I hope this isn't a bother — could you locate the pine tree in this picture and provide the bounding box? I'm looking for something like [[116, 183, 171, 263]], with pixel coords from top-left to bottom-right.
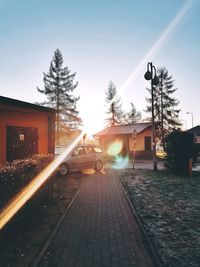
[[105, 81, 124, 126], [146, 67, 181, 140], [37, 49, 81, 142], [125, 103, 142, 124]]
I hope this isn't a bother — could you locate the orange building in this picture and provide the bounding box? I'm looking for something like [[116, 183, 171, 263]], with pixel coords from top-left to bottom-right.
[[95, 122, 152, 158], [0, 96, 55, 164]]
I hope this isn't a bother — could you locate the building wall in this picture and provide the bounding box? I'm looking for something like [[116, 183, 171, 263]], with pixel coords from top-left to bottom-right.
[[99, 127, 152, 157], [129, 128, 152, 151], [0, 104, 55, 164]]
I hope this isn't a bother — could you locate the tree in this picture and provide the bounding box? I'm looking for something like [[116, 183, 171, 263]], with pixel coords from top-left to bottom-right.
[[125, 103, 142, 124], [146, 67, 181, 140], [105, 81, 124, 126], [37, 49, 81, 142]]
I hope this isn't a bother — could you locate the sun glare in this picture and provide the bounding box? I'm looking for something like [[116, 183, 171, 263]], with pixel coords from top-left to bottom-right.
[[80, 98, 104, 137]]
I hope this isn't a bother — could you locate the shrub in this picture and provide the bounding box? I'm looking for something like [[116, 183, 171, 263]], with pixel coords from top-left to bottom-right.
[[165, 131, 195, 175], [0, 154, 53, 208]]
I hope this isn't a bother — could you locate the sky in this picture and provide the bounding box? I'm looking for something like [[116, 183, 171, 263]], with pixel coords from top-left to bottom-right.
[[0, 0, 200, 132]]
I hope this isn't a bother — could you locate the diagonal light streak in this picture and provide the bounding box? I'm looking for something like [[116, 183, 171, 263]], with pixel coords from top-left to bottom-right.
[[0, 0, 196, 229], [0, 132, 85, 230], [106, 0, 196, 108]]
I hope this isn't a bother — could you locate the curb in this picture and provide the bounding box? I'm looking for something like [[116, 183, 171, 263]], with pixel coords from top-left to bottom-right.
[[117, 175, 163, 267]]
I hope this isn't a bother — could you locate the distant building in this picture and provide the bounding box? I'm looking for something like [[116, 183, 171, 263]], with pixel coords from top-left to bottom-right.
[[187, 125, 200, 151], [95, 123, 152, 158], [0, 96, 55, 164]]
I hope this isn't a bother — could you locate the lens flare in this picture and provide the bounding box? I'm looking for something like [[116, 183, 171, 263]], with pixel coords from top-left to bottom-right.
[[107, 141, 123, 156], [111, 156, 129, 170], [0, 132, 85, 229]]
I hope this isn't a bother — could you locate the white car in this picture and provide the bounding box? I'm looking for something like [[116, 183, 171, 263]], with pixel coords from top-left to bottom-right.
[[59, 145, 105, 175]]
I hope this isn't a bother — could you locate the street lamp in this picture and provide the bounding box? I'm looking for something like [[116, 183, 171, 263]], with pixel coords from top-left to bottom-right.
[[186, 112, 194, 128], [144, 62, 159, 171]]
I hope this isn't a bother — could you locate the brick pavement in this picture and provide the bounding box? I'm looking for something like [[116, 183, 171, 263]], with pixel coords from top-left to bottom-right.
[[38, 170, 155, 267]]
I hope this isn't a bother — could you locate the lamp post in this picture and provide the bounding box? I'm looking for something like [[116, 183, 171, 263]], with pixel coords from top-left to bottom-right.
[[144, 62, 159, 171], [186, 112, 194, 128]]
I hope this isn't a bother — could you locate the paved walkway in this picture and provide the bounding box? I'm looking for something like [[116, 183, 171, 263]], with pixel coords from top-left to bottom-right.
[[36, 170, 155, 267]]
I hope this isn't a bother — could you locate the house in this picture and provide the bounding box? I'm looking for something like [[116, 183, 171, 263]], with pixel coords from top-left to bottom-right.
[[0, 96, 55, 164], [187, 125, 200, 151], [95, 122, 152, 159]]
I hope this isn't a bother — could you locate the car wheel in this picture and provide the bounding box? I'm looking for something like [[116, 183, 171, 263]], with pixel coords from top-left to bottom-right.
[[94, 160, 103, 171], [59, 163, 69, 176]]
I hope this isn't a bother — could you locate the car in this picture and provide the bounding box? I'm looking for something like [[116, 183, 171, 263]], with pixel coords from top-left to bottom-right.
[[59, 145, 105, 176]]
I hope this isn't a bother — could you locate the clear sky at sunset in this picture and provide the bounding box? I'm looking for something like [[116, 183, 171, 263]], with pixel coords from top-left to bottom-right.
[[0, 0, 200, 134]]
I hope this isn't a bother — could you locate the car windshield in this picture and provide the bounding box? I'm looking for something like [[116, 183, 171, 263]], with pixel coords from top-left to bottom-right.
[[93, 147, 103, 153]]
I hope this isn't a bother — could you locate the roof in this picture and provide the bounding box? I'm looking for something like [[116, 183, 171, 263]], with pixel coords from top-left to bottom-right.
[[0, 96, 55, 112], [95, 122, 152, 136]]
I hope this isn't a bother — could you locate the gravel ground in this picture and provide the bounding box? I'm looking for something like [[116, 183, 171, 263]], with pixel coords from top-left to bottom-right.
[[119, 169, 200, 267]]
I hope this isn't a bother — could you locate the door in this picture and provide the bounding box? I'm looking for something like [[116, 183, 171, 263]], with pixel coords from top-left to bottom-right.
[[7, 126, 38, 161]]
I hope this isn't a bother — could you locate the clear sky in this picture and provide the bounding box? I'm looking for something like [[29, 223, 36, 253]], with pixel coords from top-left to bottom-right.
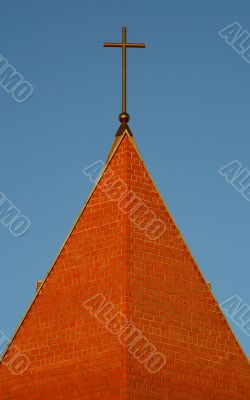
[[0, 0, 250, 356]]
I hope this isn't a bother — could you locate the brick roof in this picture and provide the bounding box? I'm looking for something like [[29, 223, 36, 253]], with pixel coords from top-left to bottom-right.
[[0, 126, 250, 400]]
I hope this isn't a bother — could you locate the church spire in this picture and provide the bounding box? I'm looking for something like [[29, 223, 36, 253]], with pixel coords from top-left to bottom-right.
[[103, 26, 145, 123]]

_ _ _ _ _

### Exercise directions
Could you shift every bounding box coordinate in the answers up by 6 and give the stretch of data from the line containing "locate the building" through the line containing "104, 55, 164]]" again, requests included? Leave the sample coordinates in the requests unchanged.

### Task answer
I hope this isn't a bother — could you locate the building wall in this picture and provide the bounding box? I'm looking for something like [[116, 183, 171, 263]], with pixel coords from top-left to bottom-right.
[[105, 133, 158, 163], [135, 134, 158, 157], [6, 110, 61, 170]]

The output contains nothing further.